▶ _Text extract_
==*==
Here they come up Park Row,
claws clack-clacking on flags,
leaping parked cars, nosing over litter bins.
The city after dark is an outdoor enclosure
for owls and sheep, gargoyles and eagles
and a family of roe deer grazing placid
in Mandela Gardens.

At the Mechanics’ Institute the security guards
can hardly hear themselves think for the squawk
and scream of the treetops, yawning hippos
and an extinction of dodos hopping down the stairs
towards Millennium Square.
And who dare check that Nesyamun,
three thousand years dead, hasn’t shifted
his shrunken bones, sat up
and started tapping against the glass.

Today’s Sunday Poem is from Ian Parker’s first pamphlet, The End of the Sky, which was one of three winners of the 2015 Templar Pamphlet Awards and was published in November. I got to know Ian a couple of years ago, through my good friend David Tait.  I remember David telling me then that he thought Ian was a great poet and to watch out for his poems.  Ian has had a great 2015 – I’ve been noticing his poetry popping up in magazines and on various shortlists for competitions including the Bridport, The Troubador and the Guernsey International Prizes.  He’s also been published in numerous magazines including The North, Stand, Agenda and Other Poetry.

I haven’t seen Ian for ages so it was great to see him at Word Club in Leeds a couple of weeks ago.  I’m a bit lazy about buying books and pamphlets online now and much prefer to get them in person – so I’m glad I got the opportunity to get a copy of quite a few pamphlets from various poets based in and around Leeds.

As soon as I read the title of this poem I knew I would love it.  I thought I was the most unobservant person when I lived in Leeds – if it didn’t look like a trumpet, I wasn’t really interested, but even I apparently, had noticed the lions because I got a kind of pang of nostalgia just from reading the title – I remember those lions!

I love the idea that you could catch one ‘curling an oversize paw’ or ‘flicking the dirt from its mane’ when you are not looking.  I have no idea if ‘blackbright’ is a real word – it sounds made up, and yet, completely right and fitting.
==*==
▶ _Written request_
Quote the Sunday Poem post word for word, starting at "The city after" and ending at "against the glass.".
==*==
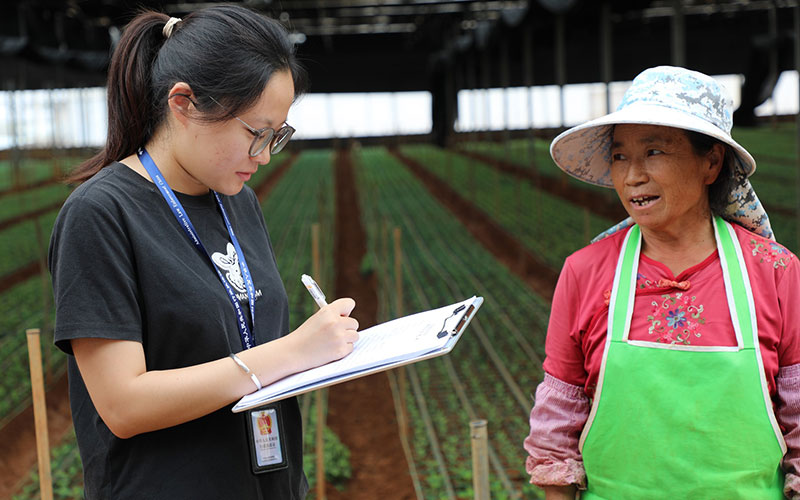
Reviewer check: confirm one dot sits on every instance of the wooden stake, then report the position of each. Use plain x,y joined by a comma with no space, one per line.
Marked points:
480,459
398,272
40,414
46,296
320,429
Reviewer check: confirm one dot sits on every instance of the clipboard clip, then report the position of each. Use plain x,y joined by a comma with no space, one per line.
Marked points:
443,332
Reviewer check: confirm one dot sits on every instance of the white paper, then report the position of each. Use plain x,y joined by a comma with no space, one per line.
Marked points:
400,339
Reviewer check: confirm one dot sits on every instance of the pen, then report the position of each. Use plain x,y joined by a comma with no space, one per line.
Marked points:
314,290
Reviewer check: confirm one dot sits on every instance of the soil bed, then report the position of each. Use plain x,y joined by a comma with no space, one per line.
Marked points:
361,412
505,247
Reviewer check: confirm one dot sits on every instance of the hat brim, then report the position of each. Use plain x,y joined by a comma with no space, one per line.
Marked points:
584,152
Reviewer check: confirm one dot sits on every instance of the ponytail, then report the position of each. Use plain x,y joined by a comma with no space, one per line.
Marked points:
130,103
227,53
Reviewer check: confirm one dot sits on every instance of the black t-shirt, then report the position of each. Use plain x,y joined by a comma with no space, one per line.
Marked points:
124,269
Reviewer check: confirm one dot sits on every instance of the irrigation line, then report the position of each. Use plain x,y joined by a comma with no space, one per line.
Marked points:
497,465
481,334
461,393
459,388
412,468
523,343
429,428
433,440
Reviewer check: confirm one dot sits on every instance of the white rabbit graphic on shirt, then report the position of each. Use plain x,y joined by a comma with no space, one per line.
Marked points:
229,264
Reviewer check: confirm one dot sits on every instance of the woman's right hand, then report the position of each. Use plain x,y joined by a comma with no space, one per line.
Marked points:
326,336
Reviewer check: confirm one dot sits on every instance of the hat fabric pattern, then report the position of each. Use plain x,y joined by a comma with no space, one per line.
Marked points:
672,97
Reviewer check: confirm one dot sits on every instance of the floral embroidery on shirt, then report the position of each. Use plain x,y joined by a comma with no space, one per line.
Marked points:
770,252
675,318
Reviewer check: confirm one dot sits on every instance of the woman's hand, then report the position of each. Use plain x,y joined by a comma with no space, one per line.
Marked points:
326,336
132,400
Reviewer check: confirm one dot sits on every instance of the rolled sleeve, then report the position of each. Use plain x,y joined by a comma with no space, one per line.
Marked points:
556,422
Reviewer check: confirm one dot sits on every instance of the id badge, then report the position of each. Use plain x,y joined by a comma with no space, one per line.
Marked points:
267,447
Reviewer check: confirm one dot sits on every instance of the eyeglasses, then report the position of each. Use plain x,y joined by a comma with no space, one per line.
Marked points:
266,136
262,137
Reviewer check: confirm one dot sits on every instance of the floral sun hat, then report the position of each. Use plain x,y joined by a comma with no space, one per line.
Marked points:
672,97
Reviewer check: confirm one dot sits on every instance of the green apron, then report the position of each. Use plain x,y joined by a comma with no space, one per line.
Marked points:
682,422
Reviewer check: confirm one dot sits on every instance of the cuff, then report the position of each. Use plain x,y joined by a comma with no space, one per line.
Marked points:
557,473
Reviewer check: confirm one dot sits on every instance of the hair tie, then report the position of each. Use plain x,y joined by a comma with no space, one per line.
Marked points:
167,31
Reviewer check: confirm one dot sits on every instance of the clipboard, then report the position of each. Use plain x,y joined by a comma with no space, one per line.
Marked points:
376,351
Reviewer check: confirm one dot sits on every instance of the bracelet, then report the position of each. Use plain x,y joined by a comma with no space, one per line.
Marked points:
244,367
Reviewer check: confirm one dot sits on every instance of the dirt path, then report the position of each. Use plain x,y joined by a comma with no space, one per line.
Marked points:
361,412
605,206
504,246
18,437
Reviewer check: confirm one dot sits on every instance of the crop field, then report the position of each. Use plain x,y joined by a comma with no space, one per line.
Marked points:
493,371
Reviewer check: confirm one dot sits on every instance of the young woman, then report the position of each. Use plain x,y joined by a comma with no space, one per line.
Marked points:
168,299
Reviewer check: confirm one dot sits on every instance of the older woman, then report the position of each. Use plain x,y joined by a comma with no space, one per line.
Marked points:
673,349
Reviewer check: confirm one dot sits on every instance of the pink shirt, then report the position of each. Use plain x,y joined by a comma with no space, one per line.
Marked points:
688,308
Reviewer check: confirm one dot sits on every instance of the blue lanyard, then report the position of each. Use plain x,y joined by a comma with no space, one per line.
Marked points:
188,228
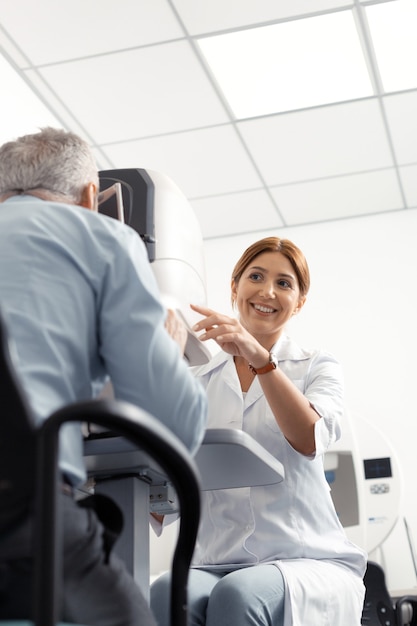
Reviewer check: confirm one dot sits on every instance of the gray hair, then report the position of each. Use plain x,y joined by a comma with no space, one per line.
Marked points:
55,162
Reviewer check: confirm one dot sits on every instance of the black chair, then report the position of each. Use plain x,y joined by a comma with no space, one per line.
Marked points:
30,479
378,608
406,611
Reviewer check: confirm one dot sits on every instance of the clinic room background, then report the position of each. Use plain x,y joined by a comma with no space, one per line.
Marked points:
294,118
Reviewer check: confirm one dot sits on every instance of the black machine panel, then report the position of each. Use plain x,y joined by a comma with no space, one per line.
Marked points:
138,193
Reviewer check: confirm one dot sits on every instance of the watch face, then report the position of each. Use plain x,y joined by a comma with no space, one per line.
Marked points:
273,359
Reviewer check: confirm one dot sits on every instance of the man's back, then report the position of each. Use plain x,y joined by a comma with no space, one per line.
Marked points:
82,303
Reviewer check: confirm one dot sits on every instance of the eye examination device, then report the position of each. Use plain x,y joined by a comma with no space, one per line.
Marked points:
152,204
366,486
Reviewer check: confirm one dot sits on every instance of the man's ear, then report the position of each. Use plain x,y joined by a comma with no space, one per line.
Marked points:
89,197
233,288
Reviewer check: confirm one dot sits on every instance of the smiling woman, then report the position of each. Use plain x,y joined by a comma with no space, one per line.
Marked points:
261,549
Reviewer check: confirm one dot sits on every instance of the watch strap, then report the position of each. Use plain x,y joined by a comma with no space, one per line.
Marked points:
271,365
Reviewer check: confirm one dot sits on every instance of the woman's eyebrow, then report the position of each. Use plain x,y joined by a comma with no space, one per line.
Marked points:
279,274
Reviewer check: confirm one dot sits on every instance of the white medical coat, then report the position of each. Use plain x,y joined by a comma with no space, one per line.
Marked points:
292,524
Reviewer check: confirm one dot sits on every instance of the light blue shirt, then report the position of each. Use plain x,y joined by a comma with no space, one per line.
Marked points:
82,305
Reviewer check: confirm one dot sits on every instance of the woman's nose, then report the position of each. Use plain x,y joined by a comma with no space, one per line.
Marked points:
268,290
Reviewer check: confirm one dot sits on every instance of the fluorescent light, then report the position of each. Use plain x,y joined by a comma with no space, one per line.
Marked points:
393,30
291,65
21,110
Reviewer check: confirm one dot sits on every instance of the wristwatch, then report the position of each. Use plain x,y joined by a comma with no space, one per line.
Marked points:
271,365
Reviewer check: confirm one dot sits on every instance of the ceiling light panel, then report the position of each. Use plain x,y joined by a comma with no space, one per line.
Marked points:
291,65
393,29
318,143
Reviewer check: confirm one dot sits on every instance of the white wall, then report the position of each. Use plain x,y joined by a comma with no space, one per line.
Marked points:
362,308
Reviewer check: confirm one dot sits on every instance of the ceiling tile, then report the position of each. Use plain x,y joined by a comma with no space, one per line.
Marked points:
204,162
137,93
71,29
200,16
336,198
221,216
408,175
401,113
393,31
321,142
14,103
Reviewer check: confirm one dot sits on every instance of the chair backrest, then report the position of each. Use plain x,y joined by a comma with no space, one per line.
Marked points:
168,451
378,606
17,441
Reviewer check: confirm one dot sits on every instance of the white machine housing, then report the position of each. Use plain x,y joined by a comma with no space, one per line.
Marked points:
158,210
365,481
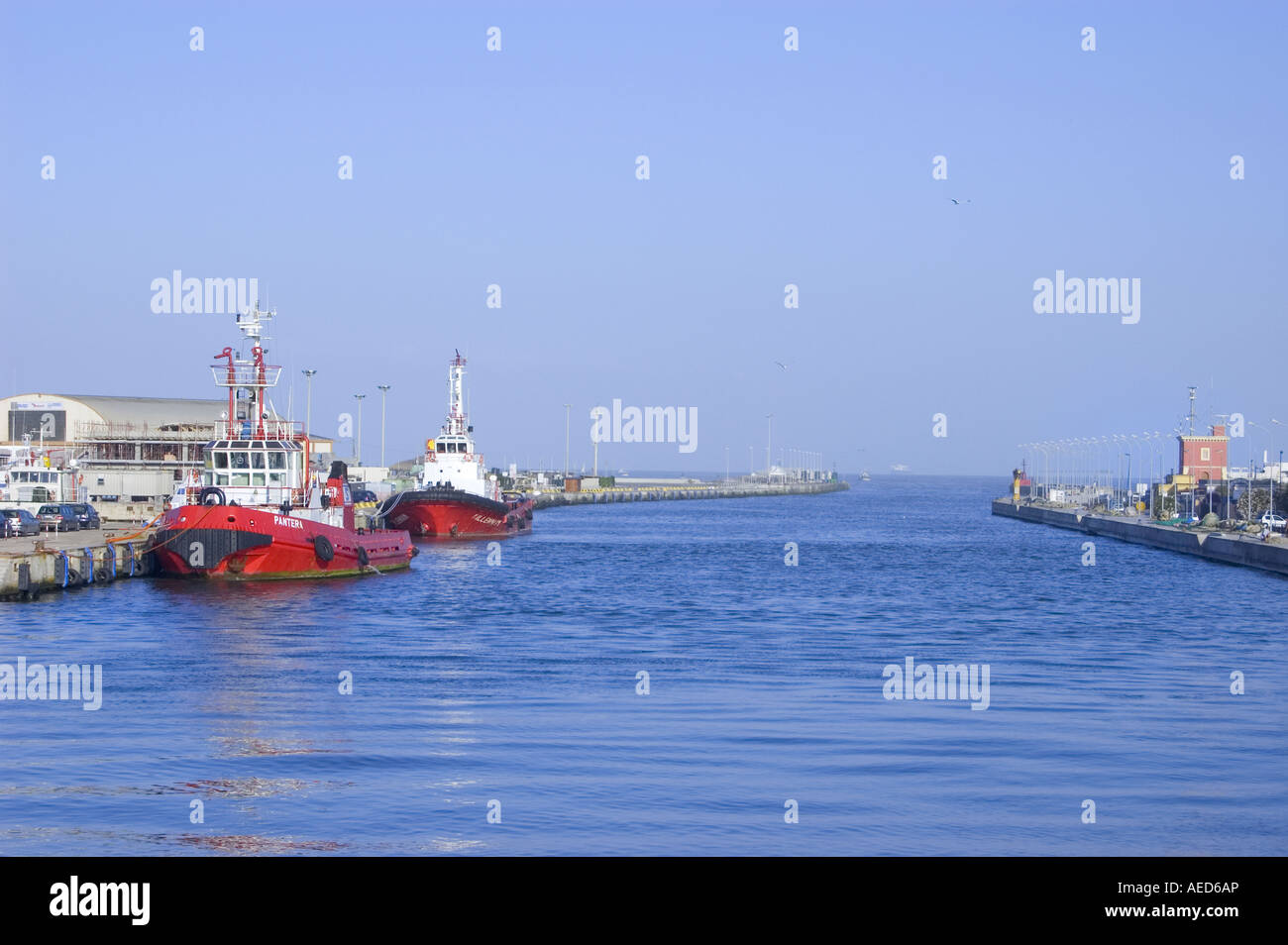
==*==
▶ _Exercise result_
The city after dark is an outdoor enclosure
for owls and sheep, gargoyles and eagles
and a family of roe deer grazing placid
in Mandela Gardens.

At the Mechanics’ Institute the security guards
can hardly hear themselves think for the squawk
and scream of the treetops, yawning hippos
and an extinction of dodos hopping down the stairs
towards Millennium Square.
And who dare check that Nesyamun,
three thousand years dead, hasn’t shifted
his shrunken bones, sat up
and started tapping against the glass.